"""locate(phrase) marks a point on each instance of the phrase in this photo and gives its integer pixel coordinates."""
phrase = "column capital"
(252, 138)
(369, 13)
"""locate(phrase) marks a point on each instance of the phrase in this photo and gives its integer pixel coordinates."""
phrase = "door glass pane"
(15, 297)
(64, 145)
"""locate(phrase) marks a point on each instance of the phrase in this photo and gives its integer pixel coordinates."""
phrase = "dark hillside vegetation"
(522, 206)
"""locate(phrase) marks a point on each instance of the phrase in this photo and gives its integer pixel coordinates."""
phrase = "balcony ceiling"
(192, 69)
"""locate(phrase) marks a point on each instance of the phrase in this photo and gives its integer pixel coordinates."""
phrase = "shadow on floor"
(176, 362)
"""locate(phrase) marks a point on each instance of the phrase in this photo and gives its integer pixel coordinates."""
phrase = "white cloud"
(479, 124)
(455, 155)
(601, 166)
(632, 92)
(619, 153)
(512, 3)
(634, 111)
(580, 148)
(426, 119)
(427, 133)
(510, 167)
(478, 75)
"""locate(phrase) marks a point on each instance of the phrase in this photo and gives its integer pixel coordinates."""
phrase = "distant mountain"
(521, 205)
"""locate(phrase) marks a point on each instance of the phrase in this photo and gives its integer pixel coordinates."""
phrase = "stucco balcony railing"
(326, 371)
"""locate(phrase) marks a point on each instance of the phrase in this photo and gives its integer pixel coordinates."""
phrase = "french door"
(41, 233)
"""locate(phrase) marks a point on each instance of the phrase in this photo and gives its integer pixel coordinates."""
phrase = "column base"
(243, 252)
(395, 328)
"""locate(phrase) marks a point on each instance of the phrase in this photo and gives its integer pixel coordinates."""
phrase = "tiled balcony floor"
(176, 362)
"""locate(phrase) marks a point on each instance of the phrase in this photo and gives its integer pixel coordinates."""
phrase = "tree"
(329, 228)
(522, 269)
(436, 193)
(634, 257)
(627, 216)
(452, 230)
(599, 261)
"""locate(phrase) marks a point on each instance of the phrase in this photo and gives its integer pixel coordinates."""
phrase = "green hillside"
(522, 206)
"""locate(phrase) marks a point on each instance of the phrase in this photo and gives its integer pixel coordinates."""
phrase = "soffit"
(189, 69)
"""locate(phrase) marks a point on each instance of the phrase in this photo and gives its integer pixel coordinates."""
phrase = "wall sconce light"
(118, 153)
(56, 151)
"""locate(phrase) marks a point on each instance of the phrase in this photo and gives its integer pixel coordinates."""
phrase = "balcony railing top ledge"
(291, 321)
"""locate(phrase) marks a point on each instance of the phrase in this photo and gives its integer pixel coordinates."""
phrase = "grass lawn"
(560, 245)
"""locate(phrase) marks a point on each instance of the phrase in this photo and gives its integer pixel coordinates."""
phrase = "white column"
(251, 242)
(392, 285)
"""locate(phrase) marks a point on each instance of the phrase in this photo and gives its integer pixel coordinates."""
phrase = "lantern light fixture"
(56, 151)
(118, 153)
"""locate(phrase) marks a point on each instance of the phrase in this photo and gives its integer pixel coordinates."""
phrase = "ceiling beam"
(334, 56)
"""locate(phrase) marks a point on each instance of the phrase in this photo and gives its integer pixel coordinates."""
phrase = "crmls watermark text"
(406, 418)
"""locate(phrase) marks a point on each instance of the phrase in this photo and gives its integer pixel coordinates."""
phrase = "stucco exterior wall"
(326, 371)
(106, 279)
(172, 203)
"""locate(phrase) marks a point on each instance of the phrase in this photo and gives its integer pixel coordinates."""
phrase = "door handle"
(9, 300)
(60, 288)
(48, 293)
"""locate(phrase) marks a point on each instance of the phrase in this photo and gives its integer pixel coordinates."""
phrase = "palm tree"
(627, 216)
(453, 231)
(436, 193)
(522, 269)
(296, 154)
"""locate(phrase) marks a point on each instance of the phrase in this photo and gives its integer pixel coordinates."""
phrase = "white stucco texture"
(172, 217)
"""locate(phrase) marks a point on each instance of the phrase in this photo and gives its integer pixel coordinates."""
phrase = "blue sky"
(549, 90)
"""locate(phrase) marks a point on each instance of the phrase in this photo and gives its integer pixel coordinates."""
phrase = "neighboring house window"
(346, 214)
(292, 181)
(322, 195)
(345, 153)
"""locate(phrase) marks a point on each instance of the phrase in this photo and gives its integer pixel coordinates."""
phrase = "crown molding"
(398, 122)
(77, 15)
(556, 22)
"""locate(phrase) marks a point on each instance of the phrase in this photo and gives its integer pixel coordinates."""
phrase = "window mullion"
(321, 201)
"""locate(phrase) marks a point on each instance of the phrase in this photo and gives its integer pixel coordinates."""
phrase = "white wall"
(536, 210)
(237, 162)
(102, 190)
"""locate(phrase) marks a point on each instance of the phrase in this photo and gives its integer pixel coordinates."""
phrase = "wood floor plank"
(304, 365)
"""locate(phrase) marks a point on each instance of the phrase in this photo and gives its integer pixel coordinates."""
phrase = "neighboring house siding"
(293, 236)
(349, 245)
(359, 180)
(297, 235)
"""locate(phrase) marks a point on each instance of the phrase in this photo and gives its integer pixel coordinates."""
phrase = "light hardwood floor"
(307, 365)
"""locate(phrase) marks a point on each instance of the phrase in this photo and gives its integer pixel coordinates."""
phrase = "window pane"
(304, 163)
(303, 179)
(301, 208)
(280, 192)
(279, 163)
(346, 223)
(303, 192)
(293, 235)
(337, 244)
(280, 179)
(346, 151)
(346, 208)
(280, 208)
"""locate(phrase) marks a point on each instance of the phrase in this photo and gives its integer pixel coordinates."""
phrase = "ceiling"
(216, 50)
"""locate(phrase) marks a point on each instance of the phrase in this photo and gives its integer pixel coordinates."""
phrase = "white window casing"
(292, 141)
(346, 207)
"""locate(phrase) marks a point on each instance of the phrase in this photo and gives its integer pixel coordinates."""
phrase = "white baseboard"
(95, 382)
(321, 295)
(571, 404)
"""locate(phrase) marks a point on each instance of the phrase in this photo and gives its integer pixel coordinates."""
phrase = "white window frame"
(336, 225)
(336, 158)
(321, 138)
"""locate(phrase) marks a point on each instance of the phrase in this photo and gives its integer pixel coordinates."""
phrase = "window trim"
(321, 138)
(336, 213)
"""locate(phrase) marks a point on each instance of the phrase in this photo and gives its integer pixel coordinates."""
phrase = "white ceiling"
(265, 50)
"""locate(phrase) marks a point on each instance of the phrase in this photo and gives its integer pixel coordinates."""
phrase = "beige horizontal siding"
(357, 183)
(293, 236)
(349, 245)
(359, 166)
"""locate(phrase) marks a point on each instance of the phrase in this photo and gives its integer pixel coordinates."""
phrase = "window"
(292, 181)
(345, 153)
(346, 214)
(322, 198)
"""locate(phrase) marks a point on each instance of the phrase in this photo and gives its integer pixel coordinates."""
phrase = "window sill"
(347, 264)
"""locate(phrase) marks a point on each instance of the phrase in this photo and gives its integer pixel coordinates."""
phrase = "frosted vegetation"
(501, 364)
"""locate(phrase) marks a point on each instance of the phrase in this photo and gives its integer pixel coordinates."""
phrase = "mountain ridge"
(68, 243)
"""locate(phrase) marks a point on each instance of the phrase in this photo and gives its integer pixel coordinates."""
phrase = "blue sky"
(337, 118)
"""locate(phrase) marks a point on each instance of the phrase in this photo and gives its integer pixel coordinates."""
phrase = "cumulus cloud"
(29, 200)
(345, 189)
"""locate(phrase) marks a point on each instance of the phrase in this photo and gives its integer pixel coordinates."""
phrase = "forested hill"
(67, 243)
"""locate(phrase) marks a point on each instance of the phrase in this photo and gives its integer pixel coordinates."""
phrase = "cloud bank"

------------------------------------

Work task:
Please transcribe the material above precisely as it stands.

Solved exercise:
"""locate(phrase) marks a point on each instance of the phrase in this photo and gives its integer pixel coordinates."""
phrase = "column capital"
(252, 138)
(369, 13)
"""locate(phrase) marks a point on each instance of the phrase in this photo and gives its integer pixel coordinates."""
phrase = "door glass pane"
(15, 297)
(64, 145)
"""locate(phrase) marks a point on each instance of the phrase in this photo and gives its integer pixel coordinates."""
phrase = "dark hillside vegetation"
(522, 206)
"""locate(phrase) marks a point on each instance of the phrase in this photo and gives its integer pixel coordinates."""
phrase = "balcony ceiling"
(192, 69)
"""locate(phrase) marks a point on each instance of the phrase in this photo and gives its integer pixel coordinates."""
phrase = "shadow on floor"
(176, 362)
"""locate(phrase) marks a point on each instance of the phrase in this photo and gives its integer pixel coordinates."""
phrase = "white cloud"
(479, 124)
(455, 155)
(601, 166)
(632, 92)
(619, 153)
(512, 3)
(634, 111)
(580, 148)
(426, 119)
(427, 133)
(510, 167)
(478, 75)
"""locate(phrase) marks a point on each instance of the phrase in this photo and gives its integer pixel coordinates."""
phrase = "distant mountain"
(521, 205)
"""locate(phrase) marks a point on each instance of the phrase in this photo and gives its integer pixel coordinates."""
phrase = "stucco balcony railing"
(326, 371)
"""locate(phrase) marks a point on each instance of the phrase in this photo and gives its integer pixel coordinates."""
phrase = "french door"
(41, 233)
"""locate(phrase) marks a point on each instance of the phrase in this photo and gives its integer pixel coordinates."""
phrase = "column base"
(243, 252)
(395, 328)
"""locate(phrase) marks a point on each instance of the phrase in this photo and gives its integer pixel coordinates."""
phrase = "tiled balcony floor"
(176, 362)
"""locate(phrase) marks a point on each instance of the phrase in this photo and gives its integer pixel coordinates."""
phrase = "tree"
(329, 228)
(522, 269)
(436, 193)
(634, 257)
(627, 216)
(452, 230)
(599, 261)
"""locate(phrase) marks a point on each instance of the phrase in this photo and gives its integer pixel coordinates."""
phrase = "green hillside"
(522, 206)
"""locate(phrase) marks a point on each instance of the phrase in this photo and gives its integer pixel coordinates."""
phrase = "soffit"
(189, 69)
"""locate(phrase) marks a point on each instance of the phrase in this photo and gives its integer pixel coordinates."""
phrase = "wall sconce light"
(118, 153)
(56, 151)
"""locate(phrase) marks a point on each instance of the phrase in this photo and gives its integer pixel coordinates."""
phrase = "balcony railing top ledge"
(291, 321)
"""locate(phrase) marks a point on each instance of the phrase in this photo and gives its integer pixel coordinates."""
phrase = "grass lawn"
(560, 245)
"""locate(phrase) marks a point on each instance of the phrase in this photo and gives its integer pixel coordinates."""
phrase = "white column"
(251, 242)
(392, 285)
"""locate(phrase) marks a point on each instance of the phrase in this photo and gives its integer pixel coordinates."""
phrase = "lantern light fixture"
(56, 151)
(118, 153)
"""locate(phrase) marks a point on each instance of the phrase in this photo and gives its integer pixel coordinates."""
phrase = "ceiling beam"
(334, 56)
"""locate(phrase) marks a point on each instance of the phrase in this photo and gives its integer pixel coordinates."""
phrase = "crmls watermark text"
(406, 418)
"""locate(phrase) marks a point on each instance of the phrase in this photo and gives its integer pixel coordinates."""
phrase = "stucco exterior wall"
(326, 371)
(106, 279)
(172, 203)
"""locate(phrase) marks a point on each instance of the phrase in this photo and gives its integer pixel coordinates."""
phrase = "door handle"
(9, 300)
(60, 288)
(48, 293)
"""locate(phrase) marks a point on each instance of the phrase in this photo and gives its integer pixel coordinates."""
phrase = "palm tree"
(627, 216)
(453, 231)
(436, 193)
(522, 269)
(296, 154)
"""locate(phrase) marks a point on each instance of the phrase in this photo and gives its integer pixel coordinates."""
phrase = "white stucco texture"
(172, 217)
"""locate(phrase) marks a point on each instance of the phrase in this photo and gives its integer pixel coordinates."""
phrase = "blue sky"
(549, 90)
"""locate(phrase) marks a point on each instance of the phrase in this photo and gives its integer pixel coordinates."""
phrase = "neighboring house window"
(346, 214)
(292, 181)
(322, 195)
(345, 153)
"""locate(phrase) marks a point on each instance of the phrase in this photo and gives its integer pixel coordinates."""
phrase = "crown molding"
(398, 122)
(77, 15)
(556, 22)
"""locate(phrase) marks a point on each instance of the phrase in this photo and gives its integer pixel coordinates."""
phrase = "window mullion"
(321, 201)
"""locate(phrase) marks a point on each instance of the phrase in this photo and gives its integer pixel coordinates."""
phrase = "white wall"
(536, 210)
(237, 162)
(102, 190)
"""locate(phrase) marks a point on each instance of the phrase in this photo and gives its integer pixel coordinates."""
phrase = "wood floor plank"
(304, 365)
"""locate(phrase) marks a point on each instance of the phrase in this photo and gives its integer pixel coordinates."""
phrase = "neighboring house siding"
(293, 236)
(349, 245)
(359, 180)
(297, 235)
"""locate(phrase) marks a point on each instance of the phrase in this photo and gives its integer pixel coordinates."""
phrase = "light hardwood floor"
(307, 365)
"""locate(phrase) marks a point on each instance of the phrase in this photo and gives its integer pixel coordinates."""
phrase = "window pane"
(304, 163)
(303, 179)
(301, 208)
(280, 192)
(279, 163)
(346, 223)
(303, 192)
(293, 235)
(337, 244)
(280, 179)
(346, 151)
(346, 208)
(280, 208)
"""locate(phrase) marks a point on each instance of the phrase in this photo and gives its integer pixel coordinates."""
phrase = "ceiling"
(216, 50)
"""locate(phrase) marks a point on each instance of the phrase in this photo and gives its integer pixel coordinates."""
phrase = "white window casing"
(292, 141)
(346, 207)
"""locate(phrase) marks a point on each instance of the phrase in this photo and gives its integer pixel coordinates."""
phrase = "white baseboard"
(95, 382)
(321, 295)
(571, 404)
"""locate(phrase) marks a point on each instance of the phrase in this photo and gives its integer pixel coordinates."""
phrase = "white window frame"
(336, 225)
(336, 158)
(321, 138)
"""locate(phrase) marks a point on each instance of the phrase in this photo and gives its integer pixel coordinates."""
phrase = "window trim"
(321, 138)
(336, 213)
"""locate(phrase) marks a point on each instance of the phrase in this photo and gives its integer pixel coordinates."""
phrase = "white ceiling"
(265, 50)
"""locate(phrase) marks a point on each instance of the phrase in this photo and gives its integer pixel coordinates."""
phrase = "beige horizontal siding"
(357, 183)
(293, 236)
(349, 245)
(359, 166)
"""locate(phrase) marks a point on each instance of the phrase in this photo and gives its integer pixel coordinates."""
phrase = "window"
(292, 181)
(345, 153)
(346, 214)
(322, 198)
"""locate(phrase) marks a point on each instance of the phrase in this photo and gives its integer pixel coordinates."""
phrase = "window sill"
(347, 264)
"""locate(phrase) marks a point on each instance of the phrase in this photo and gives its integer pixel coordinates."""
phrase = "frosted vegetation"
(501, 364)
"""locate(phrase) marks a point on each instance of the phrase in this photo and gives its integer pixel coordinates."""
phrase = "mountain ridge"
(68, 243)
"""locate(phrase) marks a point on each instance of the phrase in this photo and gives its integer pixel coordinates."""
phrase = "blue sky"
(337, 118)
"""locate(phrase) marks a point on each instance of the phrase in this photo and gives its integer pixel coordinates."""
phrase = "cumulus cloud"
(29, 200)
(345, 189)
"""locate(phrase) marks a point on each instance of the phrase in this photo and gives its integer pixel coordinates."""
phrase = "forested hill"
(67, 243)
"""locate(phrase) marks a point on each instance of the phrase in this photo and gives its integer pixel coordinates."""
phrase = "cloud bank"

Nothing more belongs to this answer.